EXCERPT PROVIDED:
=======
Introduction to p-value and Significance Testing with Examples | by Neeraj Krishna | Jan, 2023
Understand the idea behind the hypothesis testing framework through examples
Great products aren’t built overnight, rather they’re refined and polished through years of iteration. The most successful teams follow a feedback loop while developing a product. First, they develop an idea, deploy it to production, and monitor the process. Then, based on the data collected, they analyse and determine whether it’s successful. The insights gained in the analysis inform the next iteration of development. François Chollet, the creator of Keras, calls this the loop of progress [2].
The role of statistics is crucial in the analysis part. It helps us to test the hypothesis and arrive at a decision by observing the monitored data. Now, there are various hypothesis testing methods tailored for different scenarios, but in this article, we’ll understand the idea and the process behind the hypothesis testing framework through a simple example.
In statistics, we call the choices hypotheses. Often, the hypotheses aren’t clear in the real world. Let me illustrate. Consider two scenarios:
- In scenario one, you’re given a die and are asked to find out if the die is fair or loaded.
- In scenario two, you’re given two dice: one fair and one loaded. However, this time you know the probability distribution of the loaded die. If you randomly pick a die and toss it, can you determine which die you’ve picked based on the face it lands?
The two scenarios are a form of hypothesis testing problems. However, the difference between the two is we know what the alternate hypothesis looks like in the latter.
Scenario two is easier to deal with. There are well-defined methods like the likelihood ratio test that helps us to arrive at a decision based on a single observation.
However, most real-world cases look like scenario one.
In scenario one, we don’t know what the alternate hypothesis looks like. We just assume the alternate hypothesis is the die is loaded. We don’t know how loaded it is. So the goal of hypothesis testing comes down to proving or rejecting the null hypothesis, which in this case is the assumption the die is fair.
This form of hypothesis testing is also referred to as significance testing and is the focus of this article.
If you want to understand how to deal with problems of the first kind, consider reading my other article where we learn hypothesis testing from the first principles.
Let’s start with an example and build our way up.
=======
Point annotation data:
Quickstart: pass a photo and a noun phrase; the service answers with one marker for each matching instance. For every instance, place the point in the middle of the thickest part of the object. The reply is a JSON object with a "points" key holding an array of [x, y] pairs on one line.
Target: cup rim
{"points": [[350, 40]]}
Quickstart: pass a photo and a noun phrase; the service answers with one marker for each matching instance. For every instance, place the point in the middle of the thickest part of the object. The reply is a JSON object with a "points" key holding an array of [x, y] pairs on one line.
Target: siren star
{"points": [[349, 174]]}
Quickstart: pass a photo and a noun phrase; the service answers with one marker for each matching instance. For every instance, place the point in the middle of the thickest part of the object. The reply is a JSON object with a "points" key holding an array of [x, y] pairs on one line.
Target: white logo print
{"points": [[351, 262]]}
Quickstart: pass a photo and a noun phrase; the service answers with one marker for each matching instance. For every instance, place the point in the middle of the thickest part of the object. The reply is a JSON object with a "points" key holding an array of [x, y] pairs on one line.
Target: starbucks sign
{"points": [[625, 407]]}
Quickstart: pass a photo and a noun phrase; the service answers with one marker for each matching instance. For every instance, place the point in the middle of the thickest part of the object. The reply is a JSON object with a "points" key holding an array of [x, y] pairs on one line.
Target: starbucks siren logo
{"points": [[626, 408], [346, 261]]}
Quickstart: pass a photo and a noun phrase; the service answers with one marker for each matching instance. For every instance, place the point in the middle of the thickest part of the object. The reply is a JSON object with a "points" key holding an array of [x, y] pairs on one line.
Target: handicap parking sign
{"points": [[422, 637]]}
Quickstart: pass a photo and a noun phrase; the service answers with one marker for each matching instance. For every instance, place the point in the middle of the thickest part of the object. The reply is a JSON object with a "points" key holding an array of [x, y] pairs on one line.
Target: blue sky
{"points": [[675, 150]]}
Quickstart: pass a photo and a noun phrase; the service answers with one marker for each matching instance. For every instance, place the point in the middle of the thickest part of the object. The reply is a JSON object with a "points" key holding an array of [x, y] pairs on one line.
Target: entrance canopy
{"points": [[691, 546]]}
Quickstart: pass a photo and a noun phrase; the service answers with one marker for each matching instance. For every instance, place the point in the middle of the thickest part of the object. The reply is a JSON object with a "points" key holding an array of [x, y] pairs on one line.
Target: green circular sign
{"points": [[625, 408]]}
=======
REQUIRED WORK:
1 > Copy the entries word for word, starting at their first line and stopping after the line that contains "Target: cup rim".
2 > Go on with the article on p-values and significance testing from the point where it stops.

RESULTS IN ORDER:
1 >
Quickstart: pass a photo and a noun phrase; the service answers with one marker for each matching instance. For every instance, place the point in the middle of the thickest part of the object. The reply is a JSON object with a "points" key holding an array of [x, y] pairs on one line.
Target: cup rim

2 >
You’re given a coin and are asked to find out if it’s fair or biased
Let 𝜃 represent the probability of heads. The null hypothesis is 𝜃 = 1/2 while the alternate hypothesis is 𝜃 ≠ 1/2.
Notice how the alternate hypothesis isn’t clear. 𝜃 can be any value between 0 and 1.
The key idea in hypothesis testing is the outcomes of the experiment depend on the hypotheses. So by observing the outcomes, we can draw a conclusion.
In this example, let’s toss the coin n times and observe the outcomes.
Let the outcomes be represented by X1, X2, X3, …, Xn where Xi is a random variable that represents the outcome of the ith toss. Xi = 1 if the coin lands on heads, else Xi = 0.
Rejection region and critical ratio
Let S = X1 + X2 + X3 + … + Xn represent the total number of heads. S is called a statistic, and it essentially summarizes the observations. Now, if the null hypothesis is true and the coin is fair, we’re more likely to observe n/2 heads. If it’s not, then the difference |S — n/2| would be large. So a reasonable decision rule is:
reject the null hypothesis if |S - n/2| > 𝜉
It means we reject the null hypothesis or the assumption the coin is fair if the absolute difference between the number of heads observed and n/2 is greater than a certain value 𝜉. 𝜉 is called the critical ratio.
Based on this decision rule, we can split the observation space into two regions: the rejection region and the acceptance region. The values of S for which the decision rule |S — n/2| > 𝜉 is satisfied fall into the rejection region, while the remaining values fall into the acceptance region.
The boundary between the regions depends on 𝜉. Let’s see how we can choose its value.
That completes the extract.